=== Materials provided ===
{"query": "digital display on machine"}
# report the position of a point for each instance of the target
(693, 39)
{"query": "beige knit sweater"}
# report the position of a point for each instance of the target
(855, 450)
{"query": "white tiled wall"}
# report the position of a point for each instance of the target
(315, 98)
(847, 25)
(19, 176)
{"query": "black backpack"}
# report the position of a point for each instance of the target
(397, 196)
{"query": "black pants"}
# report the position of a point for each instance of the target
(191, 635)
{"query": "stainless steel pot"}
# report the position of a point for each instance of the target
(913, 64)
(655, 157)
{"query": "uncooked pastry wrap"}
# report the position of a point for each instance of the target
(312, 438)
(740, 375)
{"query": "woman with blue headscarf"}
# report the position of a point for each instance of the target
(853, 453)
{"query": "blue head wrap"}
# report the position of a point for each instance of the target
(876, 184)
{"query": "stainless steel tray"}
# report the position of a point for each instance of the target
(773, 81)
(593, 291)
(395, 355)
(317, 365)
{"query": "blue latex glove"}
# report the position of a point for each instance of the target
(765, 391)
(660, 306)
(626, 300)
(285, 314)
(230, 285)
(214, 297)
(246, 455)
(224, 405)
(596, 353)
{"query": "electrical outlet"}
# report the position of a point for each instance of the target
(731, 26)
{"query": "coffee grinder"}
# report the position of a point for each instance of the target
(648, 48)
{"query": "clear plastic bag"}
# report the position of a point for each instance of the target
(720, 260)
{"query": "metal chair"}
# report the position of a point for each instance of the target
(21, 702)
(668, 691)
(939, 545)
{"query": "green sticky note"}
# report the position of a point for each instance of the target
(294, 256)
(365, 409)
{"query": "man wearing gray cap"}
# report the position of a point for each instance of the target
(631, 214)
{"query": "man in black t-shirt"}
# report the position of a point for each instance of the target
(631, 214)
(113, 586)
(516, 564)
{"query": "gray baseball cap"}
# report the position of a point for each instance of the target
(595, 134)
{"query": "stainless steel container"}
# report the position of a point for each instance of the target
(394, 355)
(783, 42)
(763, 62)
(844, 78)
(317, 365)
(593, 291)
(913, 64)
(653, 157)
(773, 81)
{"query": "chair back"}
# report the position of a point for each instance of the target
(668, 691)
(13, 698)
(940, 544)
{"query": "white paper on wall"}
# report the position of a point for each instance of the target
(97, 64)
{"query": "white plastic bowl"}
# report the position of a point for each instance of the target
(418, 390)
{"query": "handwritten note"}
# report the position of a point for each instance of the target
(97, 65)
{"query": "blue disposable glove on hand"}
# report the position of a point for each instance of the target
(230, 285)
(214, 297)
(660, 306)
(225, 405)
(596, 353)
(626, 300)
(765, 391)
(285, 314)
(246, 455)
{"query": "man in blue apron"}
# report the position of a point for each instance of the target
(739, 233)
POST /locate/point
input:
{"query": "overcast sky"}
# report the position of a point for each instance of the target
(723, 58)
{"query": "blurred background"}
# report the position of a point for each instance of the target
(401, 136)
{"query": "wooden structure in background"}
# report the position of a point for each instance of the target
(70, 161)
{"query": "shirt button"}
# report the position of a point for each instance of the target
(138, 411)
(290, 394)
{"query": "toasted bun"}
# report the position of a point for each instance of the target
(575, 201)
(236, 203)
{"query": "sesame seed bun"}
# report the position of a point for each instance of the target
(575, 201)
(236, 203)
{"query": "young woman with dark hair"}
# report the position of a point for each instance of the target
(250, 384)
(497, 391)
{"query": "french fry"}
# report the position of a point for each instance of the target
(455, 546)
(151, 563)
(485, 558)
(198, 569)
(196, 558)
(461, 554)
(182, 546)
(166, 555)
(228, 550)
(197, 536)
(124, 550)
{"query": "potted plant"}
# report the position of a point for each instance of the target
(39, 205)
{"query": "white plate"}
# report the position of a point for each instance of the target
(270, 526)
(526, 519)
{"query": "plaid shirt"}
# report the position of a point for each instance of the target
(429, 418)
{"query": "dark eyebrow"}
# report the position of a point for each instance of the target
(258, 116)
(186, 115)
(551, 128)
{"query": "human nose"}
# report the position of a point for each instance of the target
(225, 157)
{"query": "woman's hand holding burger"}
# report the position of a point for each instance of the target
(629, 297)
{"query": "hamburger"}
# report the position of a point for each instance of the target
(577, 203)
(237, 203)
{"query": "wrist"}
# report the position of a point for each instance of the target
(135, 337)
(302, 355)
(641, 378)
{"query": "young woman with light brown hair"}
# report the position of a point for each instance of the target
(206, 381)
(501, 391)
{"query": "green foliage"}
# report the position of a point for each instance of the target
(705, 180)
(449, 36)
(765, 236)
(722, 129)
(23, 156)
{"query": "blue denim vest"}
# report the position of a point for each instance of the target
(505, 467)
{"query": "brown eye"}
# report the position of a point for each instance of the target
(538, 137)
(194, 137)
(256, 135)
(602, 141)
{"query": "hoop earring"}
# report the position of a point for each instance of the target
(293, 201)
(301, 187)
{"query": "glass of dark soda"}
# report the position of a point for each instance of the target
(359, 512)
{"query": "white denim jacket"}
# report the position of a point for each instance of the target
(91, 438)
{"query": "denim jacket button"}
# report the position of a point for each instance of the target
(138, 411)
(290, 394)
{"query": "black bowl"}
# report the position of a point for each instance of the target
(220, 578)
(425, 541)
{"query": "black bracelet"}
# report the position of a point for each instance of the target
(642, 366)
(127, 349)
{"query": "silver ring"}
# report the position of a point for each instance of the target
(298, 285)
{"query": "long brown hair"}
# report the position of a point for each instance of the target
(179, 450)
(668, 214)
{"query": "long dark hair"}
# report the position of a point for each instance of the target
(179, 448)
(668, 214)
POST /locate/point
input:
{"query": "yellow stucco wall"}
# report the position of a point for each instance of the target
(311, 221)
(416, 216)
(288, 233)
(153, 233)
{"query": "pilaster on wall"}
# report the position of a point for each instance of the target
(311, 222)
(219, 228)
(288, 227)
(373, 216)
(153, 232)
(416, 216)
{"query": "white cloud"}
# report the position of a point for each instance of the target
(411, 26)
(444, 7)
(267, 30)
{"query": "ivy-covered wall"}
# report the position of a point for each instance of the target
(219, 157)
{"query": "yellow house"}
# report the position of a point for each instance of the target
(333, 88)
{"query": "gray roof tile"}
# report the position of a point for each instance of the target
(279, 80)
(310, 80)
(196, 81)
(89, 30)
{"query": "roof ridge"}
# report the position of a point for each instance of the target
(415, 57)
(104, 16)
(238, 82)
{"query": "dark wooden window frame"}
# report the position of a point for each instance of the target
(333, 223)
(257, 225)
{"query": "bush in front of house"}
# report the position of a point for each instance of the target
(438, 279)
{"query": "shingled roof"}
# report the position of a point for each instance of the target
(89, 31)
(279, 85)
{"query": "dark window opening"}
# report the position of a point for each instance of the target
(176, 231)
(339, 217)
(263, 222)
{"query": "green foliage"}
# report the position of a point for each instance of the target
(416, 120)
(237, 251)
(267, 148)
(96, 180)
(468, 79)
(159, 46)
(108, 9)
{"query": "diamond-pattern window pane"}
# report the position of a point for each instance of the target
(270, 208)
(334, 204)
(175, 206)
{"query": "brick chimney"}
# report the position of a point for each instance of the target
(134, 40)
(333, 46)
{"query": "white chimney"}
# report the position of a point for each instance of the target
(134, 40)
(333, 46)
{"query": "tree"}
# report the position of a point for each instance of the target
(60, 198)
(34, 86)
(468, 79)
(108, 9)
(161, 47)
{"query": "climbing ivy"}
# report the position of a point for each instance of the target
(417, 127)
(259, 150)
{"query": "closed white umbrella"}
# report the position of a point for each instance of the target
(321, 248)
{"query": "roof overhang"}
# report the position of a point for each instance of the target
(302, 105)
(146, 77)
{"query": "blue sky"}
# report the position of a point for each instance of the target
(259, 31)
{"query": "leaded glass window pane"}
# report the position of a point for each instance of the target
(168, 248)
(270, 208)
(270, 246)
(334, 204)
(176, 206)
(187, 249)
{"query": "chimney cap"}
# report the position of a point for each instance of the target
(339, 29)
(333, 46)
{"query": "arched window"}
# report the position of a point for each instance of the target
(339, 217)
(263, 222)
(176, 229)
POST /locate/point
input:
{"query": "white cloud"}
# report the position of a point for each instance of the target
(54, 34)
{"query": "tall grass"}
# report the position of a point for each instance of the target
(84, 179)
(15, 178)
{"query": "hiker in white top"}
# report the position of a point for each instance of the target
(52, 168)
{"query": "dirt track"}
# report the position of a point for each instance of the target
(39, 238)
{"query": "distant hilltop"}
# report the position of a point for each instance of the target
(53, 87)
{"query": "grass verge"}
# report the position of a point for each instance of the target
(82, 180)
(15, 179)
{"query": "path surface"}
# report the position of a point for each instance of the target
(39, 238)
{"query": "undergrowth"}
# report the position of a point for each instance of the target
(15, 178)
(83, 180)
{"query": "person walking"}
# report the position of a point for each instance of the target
===
# Exercise aim:
Pull out every line in the records above that contains the string "with".

# Solution to the problem:
{"query": "woman with blue headscarf"}
{"query": "young woman with dark hair"}
{"query": "young woman with light brown hair"}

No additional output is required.